▸ GIVEN REQUEST:
Print the data below verbatim, reproducing every line character for character.

▸ Excerpts from a segmentation dataset:
-=-=-=-=-
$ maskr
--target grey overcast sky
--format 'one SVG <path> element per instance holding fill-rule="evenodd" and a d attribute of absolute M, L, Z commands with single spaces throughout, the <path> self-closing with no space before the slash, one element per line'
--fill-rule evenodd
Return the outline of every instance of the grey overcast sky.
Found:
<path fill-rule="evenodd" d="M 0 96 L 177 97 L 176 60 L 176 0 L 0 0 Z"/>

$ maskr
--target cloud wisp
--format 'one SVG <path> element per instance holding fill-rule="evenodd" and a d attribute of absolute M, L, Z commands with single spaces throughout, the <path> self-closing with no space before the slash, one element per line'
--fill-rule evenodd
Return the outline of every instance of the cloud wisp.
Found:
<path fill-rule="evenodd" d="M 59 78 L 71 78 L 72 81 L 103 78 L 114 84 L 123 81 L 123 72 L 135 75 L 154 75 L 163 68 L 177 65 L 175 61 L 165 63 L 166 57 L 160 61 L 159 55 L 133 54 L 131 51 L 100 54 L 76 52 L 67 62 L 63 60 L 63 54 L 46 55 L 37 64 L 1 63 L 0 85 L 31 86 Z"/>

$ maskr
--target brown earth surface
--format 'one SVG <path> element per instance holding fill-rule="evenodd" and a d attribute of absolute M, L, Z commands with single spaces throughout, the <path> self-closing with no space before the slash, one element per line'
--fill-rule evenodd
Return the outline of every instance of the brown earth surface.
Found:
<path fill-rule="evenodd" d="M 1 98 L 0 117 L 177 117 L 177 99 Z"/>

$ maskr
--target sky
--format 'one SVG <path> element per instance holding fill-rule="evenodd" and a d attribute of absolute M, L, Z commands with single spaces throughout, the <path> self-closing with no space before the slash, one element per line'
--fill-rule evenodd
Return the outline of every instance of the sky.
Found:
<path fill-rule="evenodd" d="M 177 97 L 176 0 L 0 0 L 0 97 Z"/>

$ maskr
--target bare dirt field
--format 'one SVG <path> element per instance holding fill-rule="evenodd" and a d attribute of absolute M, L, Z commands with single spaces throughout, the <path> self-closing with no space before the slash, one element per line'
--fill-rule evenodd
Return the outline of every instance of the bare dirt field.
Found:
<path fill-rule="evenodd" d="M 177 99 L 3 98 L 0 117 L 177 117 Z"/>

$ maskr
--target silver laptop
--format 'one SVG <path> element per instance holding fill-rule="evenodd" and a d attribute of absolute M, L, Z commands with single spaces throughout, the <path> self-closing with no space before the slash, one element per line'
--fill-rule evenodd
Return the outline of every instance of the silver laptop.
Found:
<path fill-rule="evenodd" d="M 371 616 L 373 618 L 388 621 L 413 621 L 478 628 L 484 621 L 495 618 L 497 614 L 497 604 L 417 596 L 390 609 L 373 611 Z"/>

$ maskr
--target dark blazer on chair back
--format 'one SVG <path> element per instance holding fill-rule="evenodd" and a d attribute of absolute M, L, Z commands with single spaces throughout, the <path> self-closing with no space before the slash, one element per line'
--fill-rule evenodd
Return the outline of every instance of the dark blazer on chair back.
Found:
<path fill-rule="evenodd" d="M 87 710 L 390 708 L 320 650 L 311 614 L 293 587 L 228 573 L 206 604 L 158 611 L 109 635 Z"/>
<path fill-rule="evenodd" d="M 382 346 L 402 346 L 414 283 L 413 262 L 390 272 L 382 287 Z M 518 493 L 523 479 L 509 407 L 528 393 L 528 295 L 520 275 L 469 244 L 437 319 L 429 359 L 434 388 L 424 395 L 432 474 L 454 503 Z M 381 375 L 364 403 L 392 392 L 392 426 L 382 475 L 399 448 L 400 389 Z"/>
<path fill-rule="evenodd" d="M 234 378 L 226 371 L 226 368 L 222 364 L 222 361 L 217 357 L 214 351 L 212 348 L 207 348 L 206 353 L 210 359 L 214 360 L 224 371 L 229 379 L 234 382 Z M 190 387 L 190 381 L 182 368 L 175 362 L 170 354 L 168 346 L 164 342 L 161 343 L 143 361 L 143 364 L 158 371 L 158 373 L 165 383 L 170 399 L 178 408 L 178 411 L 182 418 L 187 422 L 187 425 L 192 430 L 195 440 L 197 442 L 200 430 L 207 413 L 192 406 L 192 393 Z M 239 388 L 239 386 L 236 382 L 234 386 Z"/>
-=-=-=-=-
▸ TASK ANSWER:
$ maskr
--target grey overcast sky
--format 'one SVG <path> element per instance holding fill-rule="evenodd" and a d attribute of absolute M, L, Z commands with single spaces throughout, the <path> self-closing with no space before the slash, one element per line'
--fill-rule evenodd
Return the outline of every instance of the grey overcast sky.
Found:
<path fill-rule="evenodd" d="M 0 96 L 177 97 L 176 60 L 176 0 L 0 0 Z"/>

$ maskr
--target cloud wisp
--format 'one SVG <path> element per instance holding fill-rule="evenodd" and a d attribute of absolute M, L, Z commands with single spaces throughout, the <path> self-closing with no space before the slash, one element per line'
--fill-rule evenodd
Return the outline of every instance of the cloud wisp.
Found:
<path fill-rule="evenodd" d="M 59 78 L 71 78 L 72 81 L 103 78 L 114 84 L 123 81 L 123 72 L 135 75 L 154 75 L 163 68 L 177 65 L 175 61 L 165 63 L 166 57 L 160 61 L 159 55 L 133 54 L 131 51 L 100 54 L 76 52 L 67 62 L 63 60 L 63 54 L 46 55 L 37 64 L 1 63 L 0 85 L 31 86 Z"/>

$ maskr
--target brown earth surface
--format 'one SVG <path> element per instance holding fill-rule="evenodd" and a d attribute of absolute M, L, Z commands with single spaces throughout, the <path> self-closing with no space before the slash, one element per line'
--fill-rule evenodd
Return the outline of every instance of the brown earth surface.
Found:
<path fill-rule="evenodd" d="M 1 98 L 0 117 L 177 117 L 177 99 Z"/>

$ maskr
--target sky
--format 'one SVG <path> element per instance holding fill-rule="evenodd" and a d attribute of absolute M, L, Z commands with single spaces throughout, the <path> self-closing with no space before the slash, one element per line'
--fill-rule evenodd
Return the outline of every instance of the sky.
Found:
<path fill-rule="evenodd" d="M 177 97 L 176 0 L 0 0 L 0 97 Z"/>

$ maskr
--target bare dirt field
--format 'one SVG <path> element per instance holding fill-rule="evenodd" and a d attribute of absolute M, L, Z commands with single spaces throughout, the <path> self-closing with no space before the slash, one element per line'
--fill-rule evenodd
Return the outline of every instance of the bare dirt field.
Found:
<path fill-rule="evenodd" d="M 177 99 L 3 98 L 0 117 L 177 117 Z"/>

$ maskr
--target silver laptop
--format 'one SVG <path> element per instance holding fill-rule="evenodd" and a d attribute of absolute M, L, Z commands with single spaces throughout, the <path> self-closing with no space before the slash, one element per line'
--fill-rule evenodd
Return the outline of every instance of the silver laptop.
Found:
<path fill-rule="evenodd" d="M 371 616 L 373 618 L 388 621 L 413 621 L 478 628 L 484 621 L 495 618 L 497 614 L 497 604 L 417 596 L 390 609 L 373 611 Z"/>

$ maskr
--target dark blazer on chair back
--format 'one SVG <path> element per instance holding fill-rule="evenodd" and a d attribute of absolute M, L, Z commands with single spaces throughout, the <path> self-closing with no space before the slash, one element per line'
--fill-rule evenodd
Return the outline of every instance of the dark blazer on chair back.
Found:
<path fill-rule="evenodd" d="M 87 710 L 390 708 L 320 650 L 311 614 L 293 587 L 228 573 L 206 604 L 158 611 L 109 635 Z"/>
<path fill-rule="evenodd" d="M 382 346 L 402 346 L 414 283 L 413 262 L 390 272 L 382 287 Z M 518 493 L 523 479 L 509 407 L 528 393 L 528 295 L 520 275 L 469 244 L 437 319 L 429 359 L 434 388 L 424 395 L 432 474 L 454 503 Z M 381 375 L 364 403 L 392 392 L 392 426 L 382 475 L 399 448 L 400 389 Z"/>
<path fill-rule="evenodd" d="M 234 378 L 226 371 L 226 368 L 222 364 L 222 361 L 217 357 L 214 351 L 212 348 L 207 348 L 206 353 L 210 359 L 214 360 L 224 371 L 229 379 L 234 382 Z M 190 387 L 190 381 L 182 368 L 175 362 L 170 354 L 168 346 L 164 342 L 161 343 L 143 361 L 143 364 L 158 371 L 158 373 L 165 383 L 170 399 L 178 408 L 178 411 L 182 418 L 187 422 L 187 425 L 192 430 L 195 440 L 197 442 L 200 430 L 207 413 L 192 406 L 192 393 Z M 239 388 L 239 386 L 236 382 L 234 386 Z"/>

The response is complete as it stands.